--- The records ---

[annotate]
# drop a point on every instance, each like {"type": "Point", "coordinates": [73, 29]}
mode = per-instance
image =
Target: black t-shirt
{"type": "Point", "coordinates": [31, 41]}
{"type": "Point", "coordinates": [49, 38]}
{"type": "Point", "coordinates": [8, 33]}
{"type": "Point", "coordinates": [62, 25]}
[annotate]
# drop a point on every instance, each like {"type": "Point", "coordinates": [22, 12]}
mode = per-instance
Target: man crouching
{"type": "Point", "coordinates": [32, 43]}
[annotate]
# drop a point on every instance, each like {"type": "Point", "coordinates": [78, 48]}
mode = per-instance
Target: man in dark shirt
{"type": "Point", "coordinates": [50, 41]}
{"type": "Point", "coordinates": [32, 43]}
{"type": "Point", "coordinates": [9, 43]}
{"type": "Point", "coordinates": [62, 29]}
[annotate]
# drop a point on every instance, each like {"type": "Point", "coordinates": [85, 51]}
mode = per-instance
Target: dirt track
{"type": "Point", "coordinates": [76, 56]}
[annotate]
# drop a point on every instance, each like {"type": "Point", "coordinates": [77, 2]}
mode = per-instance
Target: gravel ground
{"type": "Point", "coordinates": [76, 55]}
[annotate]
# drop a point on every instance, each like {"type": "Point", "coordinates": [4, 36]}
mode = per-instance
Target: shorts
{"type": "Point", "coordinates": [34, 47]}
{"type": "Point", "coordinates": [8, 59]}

---

Goal.
Every line above needs to be retyped exactly.

The solution.
[annotate]
# drop a point on every instance, each like {"type": "Point", "coordinates": [73, 29]}
mode = per-instance
image =
Target: black t-shirt
{"type": "Point", "coordinates": [31, 41]}
{"type": "Point", "coordinates": [49, 38]}
{"type": "Point", "coordinates": [8, 33]}
{"type": "Point", "coordinates": [62, 25]}
[annotate]
# drop a point on every instance, each like {"type": "Point", "coordinates": [22, 12]}
mode = per-instance
Target: man crouching
{"type": "Point", "coordinates": [32, 43]}
[annotate]
# drop a point on every instance, each like {"type": "Point", "coordinates": [78, 48]}
mode = per-instance
Target: man in dark shirt
{"type": "Point", "coordinates": [50, 41]}
{"type": "Point", "coordinates": [32, 43]}
{"type": "Point", "coordinates": [9, 43]}
{"type": "Point", "coordinates": [62, 29]}
[annotate]
# drop a point on every instance, each like {"type": "Point", "coordinates": [85, 51]}
mode = per-instance
Target: dirt track
{"type": "Point", "coordinates": [76, 56]}
[annotate]
# drop a point on every instance, each like {"type": "Point", "coordinates": [77, 2]}
mode = per-instance
Target: gravel ground
{"type": "Point", "coordinates": [76, 55]}
[annotate]
# drop a point on every instance, each like {"type": "Point", "coordinates": [4, 36]}
mode = per-instance
Target: shorts
{"type": "Point", "coordinates": [34, 47]}
{"type": "Point", "coordinates": [8, 59]}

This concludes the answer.